TO DO -
Copy the rows below word for word, beginning at the line that contains "Would you mind indicating the blue" and continuing through the last row.

-*-*-

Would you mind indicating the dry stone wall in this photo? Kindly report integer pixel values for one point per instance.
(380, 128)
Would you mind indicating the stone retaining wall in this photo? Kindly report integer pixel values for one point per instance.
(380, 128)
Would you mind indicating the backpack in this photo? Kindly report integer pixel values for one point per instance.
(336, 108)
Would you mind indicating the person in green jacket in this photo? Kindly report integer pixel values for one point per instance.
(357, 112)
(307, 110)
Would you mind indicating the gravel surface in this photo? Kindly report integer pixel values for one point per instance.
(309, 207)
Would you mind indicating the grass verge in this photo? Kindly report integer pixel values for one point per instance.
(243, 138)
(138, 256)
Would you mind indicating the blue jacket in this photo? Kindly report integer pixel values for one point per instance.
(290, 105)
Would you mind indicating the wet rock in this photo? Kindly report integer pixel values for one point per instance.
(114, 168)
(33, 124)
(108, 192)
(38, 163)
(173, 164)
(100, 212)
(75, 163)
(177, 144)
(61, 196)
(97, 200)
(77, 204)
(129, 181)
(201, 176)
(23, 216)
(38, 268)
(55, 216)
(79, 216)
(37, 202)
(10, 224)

-*-*-

RESULT OF THIS TASK -
Would you mind indicating the blue jacket in this photo? Kindly report integer pixel values for one point per instance.
(290, 105)
Would you mind indicating the wet rock in this photo? Kindly report integer pixel values for one point per instance.
(114, 168)
(33, 124)
(108, 192)
(38, 163)
(173, 164)
(100, 212)
(75, 163)
(177, 144)
(61, 196)
(97, 200)
(77, 204)
(129, 181)
(201, 176)
(23, 216)
(38, 268)
(55, 216)
(79, 216)
(37, 202)
(10, 224)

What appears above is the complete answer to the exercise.